Task prompt -> In the lines of all entries below, change "wall" to "partition" and reproduce everything else unchanged.

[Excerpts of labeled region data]
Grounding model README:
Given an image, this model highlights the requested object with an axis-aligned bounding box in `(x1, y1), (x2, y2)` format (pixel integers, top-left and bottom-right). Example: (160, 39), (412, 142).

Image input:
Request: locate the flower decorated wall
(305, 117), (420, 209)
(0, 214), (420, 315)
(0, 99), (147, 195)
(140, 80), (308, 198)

Finished exercise ->
Grounding model README:
Given an image, this model highlights the requested object with an axis-aligned bounding box in `(x1, y1), (x2, y2)` format (pixel integers, top-left and bottom-right). Example: (160, 39), (412, 142).

Image input:
Request: locate the flower decorated partition
(305, 117), (420, 209)
(0, 214), (420, 315)
(0, 99), (147, 195)
(140, 80), (308, 198)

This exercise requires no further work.